-- Your instructions --
Give the count of lines in the entries that include "below", and write nothing besides it.

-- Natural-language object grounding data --
---*---
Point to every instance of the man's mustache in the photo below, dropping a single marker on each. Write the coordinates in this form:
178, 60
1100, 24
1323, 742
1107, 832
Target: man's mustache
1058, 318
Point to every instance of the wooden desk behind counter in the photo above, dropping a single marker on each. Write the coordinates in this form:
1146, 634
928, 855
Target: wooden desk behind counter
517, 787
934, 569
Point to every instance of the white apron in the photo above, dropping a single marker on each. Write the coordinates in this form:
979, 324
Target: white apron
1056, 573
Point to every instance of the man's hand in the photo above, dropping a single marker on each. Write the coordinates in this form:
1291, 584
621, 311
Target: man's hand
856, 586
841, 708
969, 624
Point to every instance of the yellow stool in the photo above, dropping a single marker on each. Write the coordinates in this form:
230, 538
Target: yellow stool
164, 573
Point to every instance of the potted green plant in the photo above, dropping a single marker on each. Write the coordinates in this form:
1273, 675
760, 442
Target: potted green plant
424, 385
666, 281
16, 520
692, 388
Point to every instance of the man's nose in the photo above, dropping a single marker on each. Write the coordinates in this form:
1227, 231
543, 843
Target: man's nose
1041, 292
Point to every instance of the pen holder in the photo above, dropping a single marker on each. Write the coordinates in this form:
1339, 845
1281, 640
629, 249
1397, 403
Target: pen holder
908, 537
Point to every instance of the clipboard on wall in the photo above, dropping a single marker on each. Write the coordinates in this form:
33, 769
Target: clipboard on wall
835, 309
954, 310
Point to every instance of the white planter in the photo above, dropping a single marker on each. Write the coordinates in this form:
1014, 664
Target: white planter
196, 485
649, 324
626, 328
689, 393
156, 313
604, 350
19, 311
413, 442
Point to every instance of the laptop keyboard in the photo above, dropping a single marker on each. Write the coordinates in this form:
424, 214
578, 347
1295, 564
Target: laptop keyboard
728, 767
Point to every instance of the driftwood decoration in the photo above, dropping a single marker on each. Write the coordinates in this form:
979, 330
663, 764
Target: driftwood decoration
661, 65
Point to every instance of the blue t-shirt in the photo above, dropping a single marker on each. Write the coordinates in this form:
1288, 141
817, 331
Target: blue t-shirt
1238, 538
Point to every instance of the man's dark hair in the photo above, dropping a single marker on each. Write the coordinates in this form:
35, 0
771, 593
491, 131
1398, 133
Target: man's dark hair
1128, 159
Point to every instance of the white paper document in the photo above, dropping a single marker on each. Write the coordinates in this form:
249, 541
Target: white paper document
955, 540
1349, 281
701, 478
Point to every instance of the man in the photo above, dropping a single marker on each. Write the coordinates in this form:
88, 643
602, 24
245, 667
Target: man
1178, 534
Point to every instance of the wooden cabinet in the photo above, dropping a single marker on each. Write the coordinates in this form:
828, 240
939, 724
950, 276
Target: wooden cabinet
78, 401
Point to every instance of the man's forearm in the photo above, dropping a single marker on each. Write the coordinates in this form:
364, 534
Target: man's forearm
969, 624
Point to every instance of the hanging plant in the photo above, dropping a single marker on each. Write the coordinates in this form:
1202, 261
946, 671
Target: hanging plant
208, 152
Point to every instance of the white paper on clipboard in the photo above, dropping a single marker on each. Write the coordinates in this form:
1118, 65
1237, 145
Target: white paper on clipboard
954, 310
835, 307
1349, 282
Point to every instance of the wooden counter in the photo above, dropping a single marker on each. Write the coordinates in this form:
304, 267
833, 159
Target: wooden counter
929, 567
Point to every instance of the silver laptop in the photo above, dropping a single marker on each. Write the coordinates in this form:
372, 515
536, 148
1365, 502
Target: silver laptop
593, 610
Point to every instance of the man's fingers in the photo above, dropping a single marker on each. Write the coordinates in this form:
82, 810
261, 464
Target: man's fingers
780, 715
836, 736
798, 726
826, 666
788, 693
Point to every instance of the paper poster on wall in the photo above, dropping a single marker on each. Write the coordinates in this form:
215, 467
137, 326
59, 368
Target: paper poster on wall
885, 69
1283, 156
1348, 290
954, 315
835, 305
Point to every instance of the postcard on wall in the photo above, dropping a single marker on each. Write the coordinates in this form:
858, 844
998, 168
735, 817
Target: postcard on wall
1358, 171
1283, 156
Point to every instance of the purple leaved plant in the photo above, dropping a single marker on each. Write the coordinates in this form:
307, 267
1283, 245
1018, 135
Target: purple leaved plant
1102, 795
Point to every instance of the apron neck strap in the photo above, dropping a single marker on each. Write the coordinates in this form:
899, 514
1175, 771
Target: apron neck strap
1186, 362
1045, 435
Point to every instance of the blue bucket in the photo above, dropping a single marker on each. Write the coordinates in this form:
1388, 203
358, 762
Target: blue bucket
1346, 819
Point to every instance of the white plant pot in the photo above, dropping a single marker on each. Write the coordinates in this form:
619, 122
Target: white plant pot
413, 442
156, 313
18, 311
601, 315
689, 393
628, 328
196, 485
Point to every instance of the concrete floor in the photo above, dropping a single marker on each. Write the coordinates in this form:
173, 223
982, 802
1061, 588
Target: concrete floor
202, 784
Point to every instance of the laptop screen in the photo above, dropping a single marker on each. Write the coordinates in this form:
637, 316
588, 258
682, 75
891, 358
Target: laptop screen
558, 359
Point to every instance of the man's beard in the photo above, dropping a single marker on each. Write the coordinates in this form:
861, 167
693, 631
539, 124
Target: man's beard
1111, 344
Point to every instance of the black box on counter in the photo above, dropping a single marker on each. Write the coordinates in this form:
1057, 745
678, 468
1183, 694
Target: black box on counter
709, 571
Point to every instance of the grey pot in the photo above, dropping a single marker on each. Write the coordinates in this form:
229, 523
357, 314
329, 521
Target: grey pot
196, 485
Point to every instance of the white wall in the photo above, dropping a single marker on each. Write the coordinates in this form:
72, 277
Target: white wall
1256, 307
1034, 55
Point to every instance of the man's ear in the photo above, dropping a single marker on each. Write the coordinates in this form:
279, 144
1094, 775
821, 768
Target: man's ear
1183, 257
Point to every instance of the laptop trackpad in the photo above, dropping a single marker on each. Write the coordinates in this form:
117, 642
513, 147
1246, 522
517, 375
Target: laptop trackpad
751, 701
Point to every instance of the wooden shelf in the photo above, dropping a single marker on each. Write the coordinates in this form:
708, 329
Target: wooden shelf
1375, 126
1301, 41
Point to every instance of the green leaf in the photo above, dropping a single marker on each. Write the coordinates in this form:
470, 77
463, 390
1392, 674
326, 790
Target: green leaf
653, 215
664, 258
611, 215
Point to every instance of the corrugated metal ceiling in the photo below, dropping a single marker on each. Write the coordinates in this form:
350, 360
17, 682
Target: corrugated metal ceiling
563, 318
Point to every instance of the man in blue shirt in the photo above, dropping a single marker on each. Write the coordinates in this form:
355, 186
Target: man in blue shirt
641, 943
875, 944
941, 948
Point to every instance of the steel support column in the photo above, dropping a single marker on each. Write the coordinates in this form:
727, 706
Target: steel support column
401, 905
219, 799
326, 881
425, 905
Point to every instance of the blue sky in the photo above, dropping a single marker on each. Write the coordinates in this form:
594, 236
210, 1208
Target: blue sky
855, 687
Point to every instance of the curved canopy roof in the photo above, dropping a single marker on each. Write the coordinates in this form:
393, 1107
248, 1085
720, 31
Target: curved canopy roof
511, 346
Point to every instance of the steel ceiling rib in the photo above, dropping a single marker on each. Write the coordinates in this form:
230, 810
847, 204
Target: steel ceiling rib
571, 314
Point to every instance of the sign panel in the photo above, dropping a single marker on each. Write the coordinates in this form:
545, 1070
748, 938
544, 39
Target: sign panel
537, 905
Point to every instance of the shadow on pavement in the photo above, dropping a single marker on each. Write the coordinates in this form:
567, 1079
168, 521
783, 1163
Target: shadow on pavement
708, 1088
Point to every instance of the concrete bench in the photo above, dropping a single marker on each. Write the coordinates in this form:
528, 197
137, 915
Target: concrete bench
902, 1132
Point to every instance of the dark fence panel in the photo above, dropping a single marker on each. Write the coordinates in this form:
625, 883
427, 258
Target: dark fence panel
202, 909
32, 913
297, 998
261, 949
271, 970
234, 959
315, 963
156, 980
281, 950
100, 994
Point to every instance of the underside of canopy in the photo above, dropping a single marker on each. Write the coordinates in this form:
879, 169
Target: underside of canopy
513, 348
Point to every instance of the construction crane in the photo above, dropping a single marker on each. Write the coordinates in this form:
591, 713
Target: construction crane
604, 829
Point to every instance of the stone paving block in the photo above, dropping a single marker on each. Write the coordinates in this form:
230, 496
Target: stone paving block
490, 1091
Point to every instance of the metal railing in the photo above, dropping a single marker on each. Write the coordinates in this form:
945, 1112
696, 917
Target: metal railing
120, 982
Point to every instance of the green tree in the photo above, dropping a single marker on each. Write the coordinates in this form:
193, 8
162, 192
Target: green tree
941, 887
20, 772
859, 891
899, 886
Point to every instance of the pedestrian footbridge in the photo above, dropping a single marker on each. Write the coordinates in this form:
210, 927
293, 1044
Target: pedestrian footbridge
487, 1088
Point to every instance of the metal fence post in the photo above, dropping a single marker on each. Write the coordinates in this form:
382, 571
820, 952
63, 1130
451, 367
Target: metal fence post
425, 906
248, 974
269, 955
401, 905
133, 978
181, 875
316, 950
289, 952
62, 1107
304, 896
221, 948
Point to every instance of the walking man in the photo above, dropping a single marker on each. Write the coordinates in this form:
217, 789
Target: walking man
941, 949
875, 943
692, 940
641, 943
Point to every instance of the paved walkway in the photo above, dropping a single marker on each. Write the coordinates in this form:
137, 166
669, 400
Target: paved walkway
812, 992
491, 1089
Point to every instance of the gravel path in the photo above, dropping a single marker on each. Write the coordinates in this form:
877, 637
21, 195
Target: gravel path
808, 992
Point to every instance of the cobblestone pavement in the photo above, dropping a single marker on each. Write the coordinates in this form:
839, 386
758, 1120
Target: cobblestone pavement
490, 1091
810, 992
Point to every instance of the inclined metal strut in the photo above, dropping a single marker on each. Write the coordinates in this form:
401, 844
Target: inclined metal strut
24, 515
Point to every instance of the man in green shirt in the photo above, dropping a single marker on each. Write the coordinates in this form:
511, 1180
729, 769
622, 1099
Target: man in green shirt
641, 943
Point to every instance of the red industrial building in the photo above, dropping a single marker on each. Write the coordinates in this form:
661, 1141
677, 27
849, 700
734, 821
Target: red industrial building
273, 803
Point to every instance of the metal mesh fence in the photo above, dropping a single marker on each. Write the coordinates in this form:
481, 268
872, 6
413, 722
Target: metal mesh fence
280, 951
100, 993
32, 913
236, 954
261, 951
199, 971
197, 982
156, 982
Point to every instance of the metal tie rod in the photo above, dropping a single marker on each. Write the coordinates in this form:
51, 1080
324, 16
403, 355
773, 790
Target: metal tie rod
---*---
-- Your solution --
2